Required work — I would like every line of the records below that contains the word "shirt" copied.
[[ Available records open ]]
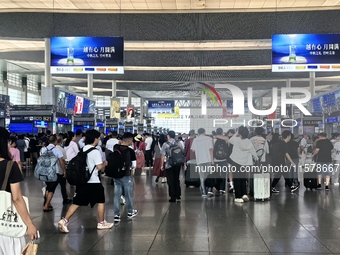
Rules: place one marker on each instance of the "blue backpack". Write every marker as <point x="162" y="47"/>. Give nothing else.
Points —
<point x="45" y="169"/>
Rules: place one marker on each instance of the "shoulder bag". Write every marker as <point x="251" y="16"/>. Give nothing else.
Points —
<point x="11" y="223"/>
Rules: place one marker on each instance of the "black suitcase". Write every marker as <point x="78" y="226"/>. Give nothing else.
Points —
<point x="191" y="176"/>
<point x="310" y="180"/>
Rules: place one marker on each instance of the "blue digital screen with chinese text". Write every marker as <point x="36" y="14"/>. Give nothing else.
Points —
<point x="87" y="54"/>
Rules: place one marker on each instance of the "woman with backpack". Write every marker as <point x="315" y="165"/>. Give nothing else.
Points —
<point x="157" y="165"/>
<point x="13" y="245"/>
<point x="242" y="155"/>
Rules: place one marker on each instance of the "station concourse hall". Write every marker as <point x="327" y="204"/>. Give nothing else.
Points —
<point x="174" y="87"/>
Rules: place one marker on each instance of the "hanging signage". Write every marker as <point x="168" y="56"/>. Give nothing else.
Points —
<point x="115" y="108"/>
<point x="332" y="120"/>
<point x="130" y="112"/>
<point x="87" y="55"/>
<point x="161" y="106"/>
<point x="305" y="52"/>
<point x="314" y="123"/>
<point x="64" y="121"/>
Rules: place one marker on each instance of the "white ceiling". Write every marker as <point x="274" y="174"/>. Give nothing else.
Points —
<point x="164" y="5"/>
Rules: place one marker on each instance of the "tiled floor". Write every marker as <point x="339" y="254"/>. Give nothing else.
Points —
<point x="306" y="222"/>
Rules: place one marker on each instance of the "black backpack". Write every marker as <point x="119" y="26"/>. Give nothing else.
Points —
<point x="220" y="149"/>
<point x="116" y="165"/>
<point x="77" y="172"/>
<point x="176" y="155"/>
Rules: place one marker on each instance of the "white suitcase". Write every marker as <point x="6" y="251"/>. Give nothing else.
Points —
<point x="262" y="186"/>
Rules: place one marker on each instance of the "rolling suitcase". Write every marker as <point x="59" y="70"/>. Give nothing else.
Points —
<point x="261" y="186"/>
<point x="309" y="180"/>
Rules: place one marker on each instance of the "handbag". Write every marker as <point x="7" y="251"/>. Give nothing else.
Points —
<point x="11" y="223"/>
<point x="30" y="249"/>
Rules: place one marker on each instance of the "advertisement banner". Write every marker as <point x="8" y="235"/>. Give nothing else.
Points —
<point x="87" y="55"/>
<point x="305" y="52"/>
<point x="130" y="112"/>
<point x="161" y="106"/>
<point x="115" y="108"/>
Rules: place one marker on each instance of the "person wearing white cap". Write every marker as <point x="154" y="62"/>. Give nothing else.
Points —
<point x="139" y="147"/>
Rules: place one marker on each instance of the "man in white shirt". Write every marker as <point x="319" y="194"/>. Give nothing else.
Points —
<point x="303" y="150"/>
<point x="93" y="192"/>
<point x="59" y="168"/>
<point x="148" y="151"/>
<point x="112" y="141"/>
<point x="203" y="148"/>
<point x="61" y="176"/>
<point x="335" y="178"/>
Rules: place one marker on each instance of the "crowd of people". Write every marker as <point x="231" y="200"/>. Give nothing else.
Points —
<point x="146" y="153"/>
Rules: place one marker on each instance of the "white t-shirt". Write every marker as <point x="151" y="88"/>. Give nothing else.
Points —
<point x="303" y="143"/>
<point x="93" y="159"/>
<point x="148" y="143"/>
<point x="57" y="153"/>
<point x="81" y="143"/>
<point x="71" y="150"/>
<point x="111" y="143"/>
<point x="337" y="150"/>
<point x="201" y="146"/>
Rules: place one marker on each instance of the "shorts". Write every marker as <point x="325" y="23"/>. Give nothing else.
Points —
<point x="91" y="193"/>
<point x="51" y="186"/>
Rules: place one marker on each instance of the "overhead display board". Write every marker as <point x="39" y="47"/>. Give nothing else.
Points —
<point x="87" y="55"/>
<point x="305" y="52"/>
<point x="166" y="106"/>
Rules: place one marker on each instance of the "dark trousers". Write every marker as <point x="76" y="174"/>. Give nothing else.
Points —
<point x="148" y="158"/>
<point x="278" y="177"/>
<point x="240" y="187"/>
<point x="172" y="175"/>
<point x="62" y="181"/>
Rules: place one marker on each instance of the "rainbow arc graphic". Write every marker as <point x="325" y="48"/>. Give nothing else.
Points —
<point x="211" y="92"/>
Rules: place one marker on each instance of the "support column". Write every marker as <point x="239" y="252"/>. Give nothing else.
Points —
<point x="129" y="97"/>
<point x="24" y="88"/>
<point x="141" y="110"/>
<point x="6" y="84"/>
<point x="90" y="85"/>
<point x="203" y="103"/>
<point x="114" y="89"/>
<point x="312" y="83"/>
<point x="289" y="85"/>
<point x="48" y="76"/>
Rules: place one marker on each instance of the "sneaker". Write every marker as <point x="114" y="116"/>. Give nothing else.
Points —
<point x="122" y="200"/>
<point x="62" y="224"/>
<point x="245" y="198"/>
<point x="239" y="200"/>
<point x="294" y="188"/>
<point x="104" y="225"/>
<point x="117" y="218"/>
<point x="134" y="213"/>
<point x="275" y="190"/>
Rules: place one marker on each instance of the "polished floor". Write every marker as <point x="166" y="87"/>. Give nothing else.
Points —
<point x="306" y="222"/>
[[ Available records closed ]]
Response area —
Rules: place one marker on each instance of the "man in white shirt". Write every marker as <point x="319" y="194"/>. Give nothing else.
Rules: place one marker on each instance of the "white t-shirt". Write every marker as <point x="151" y="88"/>. Give nothing else.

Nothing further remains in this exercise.